Water plays a vital role in various economic sectors, including energy production. It is required in various stages of the energy production chain including fuel acquisition, processing and transportation. However, there are growing concerns about the mounting demand for water arising from population and industrial growth, especially in water-stressed regions. Climate change and environmental pollution are exacerbating the situation, and the exploitation of renewable energy resources is perceived as one pillar of mitigating the negative effects of climate change. In this regard, solar photovoltaic (PV) and wind power plants are promising renewable energy technologies, and previous studies have demonstrated that these two energy technologies are less water-intensive. However, the effect of available water on the optimization of a hybrid PV–wind system has not been extensively explored. In this study, a model for investigating water-efficient optimization of PV–wind hybrid systems has been proposed. The demand for water, in the production of energy from PV and wind power plants was expressed as a linear function of the numbers of PV panels and wind turbines. The proposed model was applied to the design of a grid-connected PV–wind hybrid system, using meteorological data from Bonfoi Stellenbosch weather station (33.935°S, 18.782°E) in South Africa. The hybrid system was designed to generate about 100,000MWh/year under the prevailing meteorological conditions. In addition, the Levelized Cost of Energy (LCOE) was optimized with (60,000m3) and without a water constraint. It was found that the water-constrained scenario reduced water demand by 24%. The optimal LCOE of the system declined by 23% when available water was increased from 60,000m3 to 75,000m3. It is therefore concluded that water availability is an important factor in the economic optimization of a hybrid PV–wind system.

SHORT PROBLEM A: List the stages of the energy production chain that the passage on water use in PV–wind hybrid systems says require water.
The passage above and the records below have no connection to each other.

EXERCISE INPUT:
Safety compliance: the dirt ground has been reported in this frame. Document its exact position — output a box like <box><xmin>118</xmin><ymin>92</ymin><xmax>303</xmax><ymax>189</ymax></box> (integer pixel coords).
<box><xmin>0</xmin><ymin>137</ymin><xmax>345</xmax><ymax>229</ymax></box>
...
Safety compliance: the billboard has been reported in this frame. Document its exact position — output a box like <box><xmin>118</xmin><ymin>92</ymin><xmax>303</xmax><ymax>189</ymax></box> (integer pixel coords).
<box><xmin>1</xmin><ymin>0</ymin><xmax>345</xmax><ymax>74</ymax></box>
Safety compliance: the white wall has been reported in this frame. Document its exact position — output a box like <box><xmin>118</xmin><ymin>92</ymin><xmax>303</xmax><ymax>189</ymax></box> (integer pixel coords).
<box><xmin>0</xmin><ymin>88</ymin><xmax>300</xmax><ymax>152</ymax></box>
==
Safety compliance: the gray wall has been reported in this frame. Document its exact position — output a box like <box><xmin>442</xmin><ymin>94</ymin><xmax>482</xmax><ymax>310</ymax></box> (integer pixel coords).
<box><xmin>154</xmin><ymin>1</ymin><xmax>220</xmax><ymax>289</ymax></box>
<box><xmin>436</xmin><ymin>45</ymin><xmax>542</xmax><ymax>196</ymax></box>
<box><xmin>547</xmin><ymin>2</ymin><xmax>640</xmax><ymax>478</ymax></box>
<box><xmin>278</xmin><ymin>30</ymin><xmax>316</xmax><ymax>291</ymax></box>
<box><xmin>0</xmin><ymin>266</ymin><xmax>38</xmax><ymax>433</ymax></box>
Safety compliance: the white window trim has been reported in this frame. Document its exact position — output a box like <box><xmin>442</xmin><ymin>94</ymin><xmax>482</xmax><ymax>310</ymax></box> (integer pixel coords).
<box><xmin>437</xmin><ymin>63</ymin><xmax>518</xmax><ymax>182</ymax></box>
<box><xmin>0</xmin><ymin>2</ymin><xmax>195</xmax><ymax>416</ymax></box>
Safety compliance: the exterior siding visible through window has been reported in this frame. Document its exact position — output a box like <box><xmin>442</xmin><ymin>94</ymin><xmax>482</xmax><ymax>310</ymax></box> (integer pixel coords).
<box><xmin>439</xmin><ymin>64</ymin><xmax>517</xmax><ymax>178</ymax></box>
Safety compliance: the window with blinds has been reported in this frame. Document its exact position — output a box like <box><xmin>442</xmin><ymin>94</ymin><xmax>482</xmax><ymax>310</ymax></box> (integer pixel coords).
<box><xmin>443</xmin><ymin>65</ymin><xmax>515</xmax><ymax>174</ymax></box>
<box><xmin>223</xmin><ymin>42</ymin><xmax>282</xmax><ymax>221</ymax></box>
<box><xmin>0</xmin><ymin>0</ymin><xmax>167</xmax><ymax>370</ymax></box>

SHORT PROBLEM B: Find every line in the records that contains the word "blinds", and copy each one.

COMPLETE OUTPUT A: fuel acquisition, processing, transportation

COMPLETE OUTPUT B:
Safety compliance: the window with blinds has been reported in this frame. Document its exact position — output a box like <box><xmin>442</xmin><ymin>94</ymin><xmax>482</xmax><ymax>310</ymax></box> (integer pixel coords).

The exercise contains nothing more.